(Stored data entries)
══════════
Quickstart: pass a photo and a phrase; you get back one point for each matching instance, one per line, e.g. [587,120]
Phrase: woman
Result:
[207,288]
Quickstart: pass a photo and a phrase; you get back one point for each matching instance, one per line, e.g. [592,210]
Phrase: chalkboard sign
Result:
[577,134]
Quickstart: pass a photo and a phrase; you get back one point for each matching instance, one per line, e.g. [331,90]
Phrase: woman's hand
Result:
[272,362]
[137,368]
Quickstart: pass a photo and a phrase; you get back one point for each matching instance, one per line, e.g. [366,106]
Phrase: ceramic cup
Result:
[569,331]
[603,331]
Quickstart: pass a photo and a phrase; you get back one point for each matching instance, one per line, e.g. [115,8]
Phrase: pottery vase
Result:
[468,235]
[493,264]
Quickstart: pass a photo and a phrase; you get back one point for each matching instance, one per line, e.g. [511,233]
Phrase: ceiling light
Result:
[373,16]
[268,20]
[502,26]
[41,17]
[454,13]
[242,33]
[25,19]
══════════
GOAL OF THE EXERCISE.
Nothing in the entries may be left out; each line is to be output exactly.

RESPONSE AREA.
Quickstart: pass a photo and a phrase; you get back one point for each matching instance, one per line, e.g. [587,120]
Phrase: woman
Result:
[207,288]
Quickstart: pass a photo and a phrase; you get back one point for each matching instance, one per line, e.g. [592,210]
Phrase: chalkboard sign
Result:
[577,134]
Quickstart: pass a photo and a phrase; you get back one point for each matching instance, one per line, e.g. [331,90]
Phrase: woman's hand
Result:
[272,362]
[137,368]
Quickstart: pass a photo and a phrase; you get back one point for each matching instance, one per line, e.g. [366,106]
Phrase: ceramic cup
Result:
[569,331]
[603,331]
Quickstart: pass a photo and a phrase; you get back one point for each matching instance, one per line, e.g. [115,8]
Phrase: pottery vase
Result:
[468,235]
[493,264]
Quickstart: pass a photo and a phrase; you get back one point for each matching instance, one per line, e.g. [511,233]
Phrase: ceiling light
Result:
[373,16]
[268,20]
[502,26]
[41,17]
[454,13]
[242,33]
[25,19]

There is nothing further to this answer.